> _Work item_
Write out every entry exactly as it appears.

> _Material for this exercise_

------------------------------------------------

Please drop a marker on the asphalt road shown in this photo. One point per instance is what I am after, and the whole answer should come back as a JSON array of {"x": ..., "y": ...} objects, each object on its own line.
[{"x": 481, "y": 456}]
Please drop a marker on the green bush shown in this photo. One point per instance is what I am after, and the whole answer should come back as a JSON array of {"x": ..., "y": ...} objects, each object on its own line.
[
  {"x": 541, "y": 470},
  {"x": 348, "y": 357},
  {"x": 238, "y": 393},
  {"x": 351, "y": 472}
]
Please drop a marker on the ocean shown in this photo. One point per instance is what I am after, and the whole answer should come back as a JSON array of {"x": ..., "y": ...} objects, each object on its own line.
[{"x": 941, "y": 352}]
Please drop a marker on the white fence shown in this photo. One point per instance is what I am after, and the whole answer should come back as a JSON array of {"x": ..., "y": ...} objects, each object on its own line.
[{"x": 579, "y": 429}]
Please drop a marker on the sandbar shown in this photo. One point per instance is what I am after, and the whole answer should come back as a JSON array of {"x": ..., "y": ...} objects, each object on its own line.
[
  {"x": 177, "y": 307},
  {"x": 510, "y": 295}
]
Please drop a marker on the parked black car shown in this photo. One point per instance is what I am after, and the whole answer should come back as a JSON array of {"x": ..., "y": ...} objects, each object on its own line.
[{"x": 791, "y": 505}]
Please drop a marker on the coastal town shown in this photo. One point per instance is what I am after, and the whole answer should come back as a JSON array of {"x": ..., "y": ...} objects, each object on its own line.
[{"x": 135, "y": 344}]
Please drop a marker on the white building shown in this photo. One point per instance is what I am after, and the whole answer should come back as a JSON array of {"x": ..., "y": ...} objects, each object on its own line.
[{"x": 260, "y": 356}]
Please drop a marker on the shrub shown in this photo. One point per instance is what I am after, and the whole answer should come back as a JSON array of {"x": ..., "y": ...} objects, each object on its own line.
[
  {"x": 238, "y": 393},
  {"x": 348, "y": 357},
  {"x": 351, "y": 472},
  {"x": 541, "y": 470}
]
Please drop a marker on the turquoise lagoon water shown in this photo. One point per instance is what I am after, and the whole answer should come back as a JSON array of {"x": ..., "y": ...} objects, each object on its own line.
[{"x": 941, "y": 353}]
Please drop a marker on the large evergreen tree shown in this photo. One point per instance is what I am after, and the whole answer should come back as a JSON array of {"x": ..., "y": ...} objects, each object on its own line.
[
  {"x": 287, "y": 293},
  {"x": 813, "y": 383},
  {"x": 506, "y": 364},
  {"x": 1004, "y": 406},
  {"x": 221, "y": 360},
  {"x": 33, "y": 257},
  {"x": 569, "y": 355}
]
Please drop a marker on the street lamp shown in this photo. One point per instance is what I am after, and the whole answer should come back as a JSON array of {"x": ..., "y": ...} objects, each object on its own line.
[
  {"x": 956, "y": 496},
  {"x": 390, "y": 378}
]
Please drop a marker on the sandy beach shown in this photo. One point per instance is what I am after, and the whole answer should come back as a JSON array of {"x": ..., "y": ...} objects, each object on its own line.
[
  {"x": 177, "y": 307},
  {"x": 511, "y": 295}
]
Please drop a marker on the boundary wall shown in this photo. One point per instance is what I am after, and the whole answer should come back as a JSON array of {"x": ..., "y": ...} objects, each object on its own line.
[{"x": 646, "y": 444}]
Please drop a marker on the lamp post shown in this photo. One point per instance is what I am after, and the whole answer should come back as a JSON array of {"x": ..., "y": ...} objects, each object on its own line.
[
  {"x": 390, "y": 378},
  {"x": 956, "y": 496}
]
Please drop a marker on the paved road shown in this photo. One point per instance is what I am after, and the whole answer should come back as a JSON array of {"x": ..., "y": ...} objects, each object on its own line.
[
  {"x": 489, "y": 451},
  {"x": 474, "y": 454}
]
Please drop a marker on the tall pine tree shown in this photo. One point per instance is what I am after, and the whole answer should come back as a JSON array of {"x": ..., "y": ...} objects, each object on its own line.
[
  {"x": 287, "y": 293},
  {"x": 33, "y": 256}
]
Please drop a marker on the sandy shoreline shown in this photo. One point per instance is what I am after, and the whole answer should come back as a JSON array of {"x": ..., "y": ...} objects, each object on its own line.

------------------------------------------------

> _Output of the task_
Please drop a marker on the asphalt road shown in this photo. One point per instance is what I am after, and the whole answer should come back as a JSON array of {"x": ..., "y": ...} objects, each object on its own line.
[{"x": 481, "y": 456}]
Please drop a marker on the green bush shown in this photo. One point per instance is what I am after, and the whole answer should come back as a JSON array of {"x": ..., "y": ...} objects, each object on its own line.
[
  {"x": 541, "y": 470},
  {"x": 348, "y": 357},
  {"x": 238, "y": 393},
  {"x": 351, "y": 472}
]
Please drop a marker on the ocean shown in this photo. One point per instance is what I am after, and the whole answer should come back as a JSON array of {"x": ..., "y": ...} objects, each object on its own line.
[{"x": 941, "y": 352}]
Please drop a marker on the white fence shown in this photo. One point per instance is what I am after, and the whole answer should come back as a JSON array of {"x": ..., "y": ...} objects, each object on its own line.
[{"x": 579, "y": 429}]
Please drop a marker on the sandbar shown in this photo. One point per instance is what I am after, and the whole answer should come back as a JSON array of {"x": ..., "y": ...} objects, each object on its own line.
[
  {"x": 177, "y": 307},
  {"x": 510, "y": 295}
]
Please drop a marker on the parked black car shown in this photo. One point per instance is what I am after, and the whole answer should come back as a JSON array of {"x": ..., "y": ...} objects, each object on its own line.
[{"x": 791, "y": 505}]
Please drop a marker on the coastal town shown in this photo. One point per instance is what I am after, and the whole answer should come back as a JSON array of {"x": ..., "y": ...} objects, each object on its own line.
[{"x": 135, "y": 344}]
Please drop a marker on the white building shown in this photo. One point per instance is what I am after, and the whole answer should come back as a JSON array of {"x": ..., "y": ...} objects, each object on its own line.
[{"x": 260, "y": 356}]
Please drop a marker on the shrub shown in this photo. One point per instance is what I am after, and the whole answer should come back as a JSON array of {"x": ..., "y": ...} objects, each object on its own line.
[
  {"x": 238, "y": 393},
  {"x": 348, "y": 357},
  {"x": 351, "y": 472},
  {"x": 541, "y": 470}
]
Please drop a marker on the turquoise lagoon water shown in this photo. One point per instance is what I am after, and the whole answer should come back as a JSON array of {"x": ..., "y": ...} objects, each object on its own line.
[{"x": 941, "y": 353}]
Please drop a marker on the large evergreen tree shown in this photo. One point per instance is what I am after, and the whole answer should come back as a JSON array of {"x": ..., "y": ...} objects, each object on its own line.
[
  {"x": 287, "y": 293},
  {"x": 813, "y": 383},
  {"x": 506, "y": 364},
  {"x": 1004, "y": 406},
  {"x": 221, "y": 360},
  {"x": 33, "y": 257},
  {"x": 569, "y": 355}
]
Please drop a marker on the street lamp shown in this photo. One point per instance is what I am after, and the whole answer should come back as a JSON array of {"x": ..., "y": ...} objects, each object on its own line.
[
  {"x": 956, "y": 496},
  {"x": 390, "y": 378}
]
Please drop a marker on the sandy beach shown in this photo. One point per instance is what I am after, and the whole answer should come back as a JSON array of {"x": ..., "y": ...} objects, each object on its own line.
[
  {"x": 177, "y": 307},
  {"x": 511, "y": 295}
]
Please drop a marker on the boundary wall shown in this photo. One point per instance is what I am after, and the whole answer should come back as a JSON array of {"x": ..., "y": ...} objects, each object on its own line.
[{"x": 646, "y": 444}]
Please drop a marker on the lamp post shown in this photo. One point per instance is what I am after, and the whole answer should come back as a JSON array of {"x": ..., "y": ...} objects, each object on its own line.
[
  {"x": 390, "y": 378},
  {"x": 956, "y": 496}
]
Please drop a marker on the paved road shown in this photo. One point per instance is what I am after, and the whole answer should come back as a JSON array of {"x": ..., "y": ...} objects, each object on its own line.
[
  {"x": 489, "y": 451},
  {"x": 474, "y": 454}
]
Please drop a marker on the tall pine tree shown in this photo. One point per instance is what I am after, and the whole answer should come back as a JSON array of {"x": ..., "y": ...} objects, each object on its own line.
[
  {"x": 287, "y": 293},
  {"x": 33, "y": 256}
]
Please drop a marker on the sandy shoreline shown in this photo. One point per instance is what I am after, and the whole answer should come back as a JSON array of {"x": ..., "y": ...} objects, each object on its own line.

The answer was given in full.